- _WHAT TO DO_: Starting at the line that contains "Final QA check: confirm every green shrub", quote each line exactly through the last line of the entries, both included.

- _DATA TO EXAMINE_:
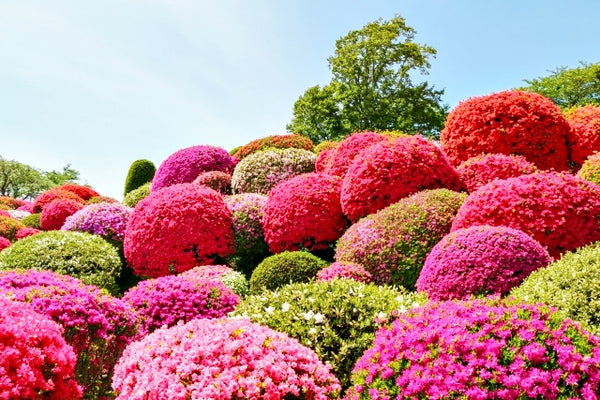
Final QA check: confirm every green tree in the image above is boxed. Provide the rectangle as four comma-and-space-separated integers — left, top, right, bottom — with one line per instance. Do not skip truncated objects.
45, 164, 79, 186
520, 61, 600, 109
287, 15, 447, 143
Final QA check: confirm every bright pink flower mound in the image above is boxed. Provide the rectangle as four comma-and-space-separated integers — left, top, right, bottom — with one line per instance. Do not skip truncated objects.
40, 198, 84, 231
0, 236, 10, 251
112, 318, 341, 400
440, 90, 571, 171
122, 267, 240, 335
124, 183, 234, 278
416, 225, 551, 300
17, 201, 34, 212
151, 145, 236, 192
193, 170, 232, 195
57, 184, 100, 201
452, 171, 600, 259
263, 173, 349, 253
33, 188, 85, 213
457, 153, 537, 192
15, 227, 41, 240
317, 261, 372, 283
565, 104, 600, 170
320, 131, 388, 178
341, 135, 462, 222
0, 297, 82, 400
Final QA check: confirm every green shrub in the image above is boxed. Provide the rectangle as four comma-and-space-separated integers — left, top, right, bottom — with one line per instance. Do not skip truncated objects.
20, 213, 41, 229
0, 231, 121, 294
249, 251, 327, 293
123, 159, 156, 196
122, 182, 151, 207
233, 279, 428, 390
313, 140, 340, 154
222, 269, 250, 298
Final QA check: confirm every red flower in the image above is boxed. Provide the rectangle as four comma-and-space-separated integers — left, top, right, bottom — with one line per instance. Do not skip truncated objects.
40, 199, 84, 231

- _TASK RESULT_:
Final QA check: confirm every green shrub in the image above is boxed. Provide the rectangle as four comma-and-space-separated integers — left, top, right, bottom — with one line per instance. Do not skip truncated objects.
20, 213, 41, 229
0, 231, 121, 294
249, 251, 327, 293
123, 159, 156, 196
122, 182, 151, 207
233, 279, 428, 390
313, 140, 340, 154
222, 269, 250, 298
Final QA check: confirm every red flower in the image above is boxed. Provide the rectangle as four comma-and-space-separated integers — left, top, right, bottom — with one line per instance. Do not skip truncated objects.
40, 199, 84, 231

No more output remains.